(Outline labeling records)
⁂
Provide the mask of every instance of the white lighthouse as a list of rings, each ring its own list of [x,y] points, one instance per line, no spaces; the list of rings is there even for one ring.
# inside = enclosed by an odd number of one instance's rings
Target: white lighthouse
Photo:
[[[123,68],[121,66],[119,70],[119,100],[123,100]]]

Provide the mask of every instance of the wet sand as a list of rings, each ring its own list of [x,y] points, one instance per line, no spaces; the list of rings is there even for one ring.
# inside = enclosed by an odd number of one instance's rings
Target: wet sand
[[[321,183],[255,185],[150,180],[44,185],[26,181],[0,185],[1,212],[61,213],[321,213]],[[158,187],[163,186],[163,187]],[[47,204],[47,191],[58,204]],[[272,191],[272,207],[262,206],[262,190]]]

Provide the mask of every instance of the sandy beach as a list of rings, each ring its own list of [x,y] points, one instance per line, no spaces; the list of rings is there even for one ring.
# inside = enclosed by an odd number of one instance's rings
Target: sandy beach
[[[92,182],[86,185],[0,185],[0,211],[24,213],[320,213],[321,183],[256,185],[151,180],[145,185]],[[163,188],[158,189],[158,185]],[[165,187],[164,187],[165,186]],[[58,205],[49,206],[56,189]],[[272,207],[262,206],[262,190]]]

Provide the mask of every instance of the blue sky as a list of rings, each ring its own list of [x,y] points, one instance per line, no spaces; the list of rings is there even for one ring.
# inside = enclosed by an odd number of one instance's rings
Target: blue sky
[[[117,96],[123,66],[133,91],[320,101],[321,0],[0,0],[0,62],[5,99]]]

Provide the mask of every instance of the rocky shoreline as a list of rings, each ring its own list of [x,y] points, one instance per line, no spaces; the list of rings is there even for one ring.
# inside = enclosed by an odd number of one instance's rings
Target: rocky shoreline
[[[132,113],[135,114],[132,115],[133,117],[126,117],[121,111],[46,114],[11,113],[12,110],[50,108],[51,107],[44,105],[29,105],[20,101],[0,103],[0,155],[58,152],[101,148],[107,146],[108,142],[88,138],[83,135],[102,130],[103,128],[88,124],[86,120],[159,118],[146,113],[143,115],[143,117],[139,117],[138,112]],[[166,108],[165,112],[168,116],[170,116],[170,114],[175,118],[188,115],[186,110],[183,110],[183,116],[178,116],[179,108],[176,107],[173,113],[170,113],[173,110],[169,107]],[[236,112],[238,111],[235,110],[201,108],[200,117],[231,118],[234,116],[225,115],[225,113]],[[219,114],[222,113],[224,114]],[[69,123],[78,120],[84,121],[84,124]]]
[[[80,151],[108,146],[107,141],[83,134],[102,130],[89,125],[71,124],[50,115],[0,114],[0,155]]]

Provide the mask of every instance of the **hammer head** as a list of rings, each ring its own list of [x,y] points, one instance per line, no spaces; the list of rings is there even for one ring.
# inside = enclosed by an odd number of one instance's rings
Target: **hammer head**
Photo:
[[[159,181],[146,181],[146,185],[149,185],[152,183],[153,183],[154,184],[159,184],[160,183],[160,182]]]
⁂
Return all of the rows above, character for character, with nothing changed.

Provide the mask of every instance of the white lighthouse as a list of rings, each ring its own list of [x,y] points, one instance per line, no spaces; the list of rings is there even for one ring.
# inside = enclosed by an odd number of one instance's rings
Target: white lighthouse
Photo:
[[[123,68],[121,66],[119,70],[119,100],[123,100]]]

Provide the mask of every instance of the wet sand as a list of rings, each ring its own list of [x,y] points, one instance per line, no spaces; the list of rings is there even for one ring.
# inside = enclosed by an odd number of one instance's rings
Target: wet sand
[[[321,183],[255,185],[150,180],[44,185],[26,181],[0,185],[1,212],[61,213],[321,213]],[[158,187],[163,186],[163,187]],[[47,204],[47,191],[58,204]],[[272,191],[272,207],[262,206],[262,190]]]

Provide the mask of every instance of the sandy beach as a list of rings, each ring its own list of [x,y] points, one instance per line, no spaces; the list of rings is there even for one ring.
# inside = enclosed by an odd number of one instance's rings
Target: sandy beach
[[[92,182],[86,185],[0,185],[0,211],[24,213],[320,213],[321,183],[256,185],[151,180],[145,185]],[[163,188],[158,189],[158,185]],[[165,187],[164,187],[165,186]],[[58,205],[49,206],[56,189]],[[272,207],[262,206],[262,190]]]

Provide the mask of every instance of the blue sky as a list of rings, each ring its own list of [x,y] points, one instance per line, no spaces; the list of rings is there even for one ring.
# inside = enclosed by an odd number of one instance's rings
Target: blue sky
[[[117,96],[123,66],[133,91],[320,101],[321,0],[0,0],[0,62],[5,99]]]

Provide the mask of every instance of the rocky shoreline as a list of rings, each ring its own list of [x,y] points, one instance per line, no spaces; the list of rings is there even for one ring.
# inside = enclosed by an odd number of one instance's rings
Target: rocky shoreline
[[[132,113],[135,114],[132,115],[133,117],[126,117],[121,111],[46,114],[11,113],[12,110],[50,108],[51,107],[44,105],[29,105],[20,101],[0,103],[0,155],[58,152],[101,148],[107,146],[108,142],[88,138],[83,135],[102,130],[103,128],[88,124],[86,120],[159,118],[146,113],[143,115],[143,117],[139,117],[138,112]],[[166,108],[165,112],[168,116],[170,116],[170,114],[175,118],[188,115],[186,110],[183,110],[183,116],[178,116],[179,108],[176,107],[173,113],[170,113],[173,110],[169,107]],[[236,112],[238,111],[235,110],[201,108],[200,117],[231,118],[234,116],[225,115],[225,113]],[[219,114],[222,113],[224,114]],[[69,123],[78,120],[84,121],[84,124]]]
[[[80,151],[108,146],[107,141],[83,134],[102,130],[89,125],[71,124],[50,115],[0,114],[0,155]]]

Provide the mask of every instance of the **hammer head** as a list of rings, each ring its own list of [x,y] points, one instance per line, no spaces; the list of rings is there even for one ring.
# inside = enclosed by an odd number of one instance's rings
Target: **hammer head**
Photo:
[[[159,181],[146,181],[146,185],[149,185],[152,183],[153,183],[154,184],[159,184],[160,183],[160,182]]]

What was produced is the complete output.